STATED TASK >>
Write out all of the material again, with "shoulder bag" swapped for "handbag" and nothing else changed. Leave out the pictures.

GIVEN RECORDS >>
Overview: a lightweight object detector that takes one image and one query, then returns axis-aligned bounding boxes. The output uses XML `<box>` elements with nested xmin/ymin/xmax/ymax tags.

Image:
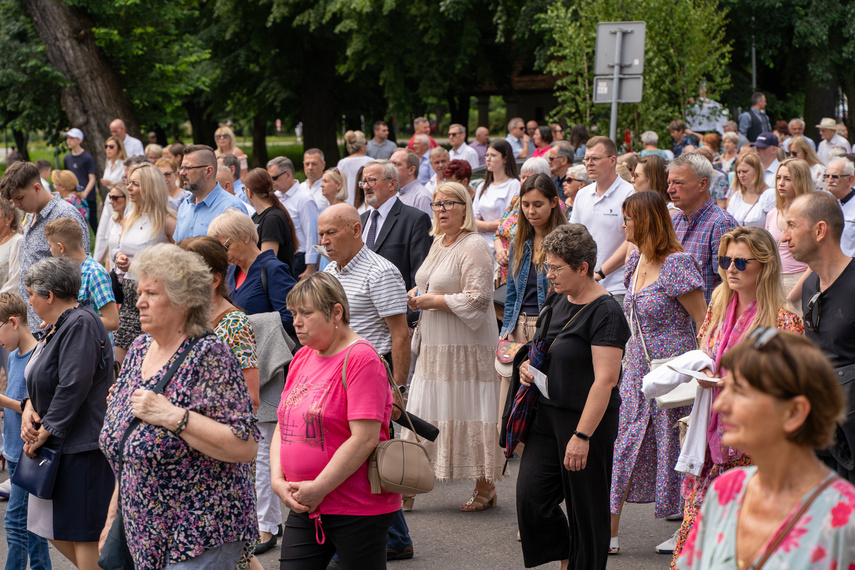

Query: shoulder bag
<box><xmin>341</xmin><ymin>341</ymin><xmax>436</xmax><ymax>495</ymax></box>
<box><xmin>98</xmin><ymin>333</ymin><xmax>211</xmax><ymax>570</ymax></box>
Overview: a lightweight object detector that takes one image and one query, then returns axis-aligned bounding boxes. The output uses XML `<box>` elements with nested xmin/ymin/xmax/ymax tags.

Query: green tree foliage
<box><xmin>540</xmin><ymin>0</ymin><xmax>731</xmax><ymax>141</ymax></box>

RESULT OF THIS TASK >>
Overview: a lightweight object detector that takes one image and one query, then returns axis-aligned bounding boxes. The output uses XML `<box>` elements with nested xmin/ymin/xmax/ymax tags.

Image:

Query: handbag
<box><xmin>341</xmin><ymin>341</ymin><xmax>436</xmax><ymax>495</ymax></box>
<box><xmin>98</xmin><ymin>333</ymin><xmax>211</xmax><ymax>570</ymax></box>
Overview: a lightweight object detector that takes one image and one query, then returns axis-aligned bounding boxes. The output uses XML `<box>` elements with nested xmin/ymin/xmax/ymax tags.

Query: green tree foliage
<box><xmin>540</xmin><ymin>0</ymin><xmax>731</xmax><ymax>141</ymax></box>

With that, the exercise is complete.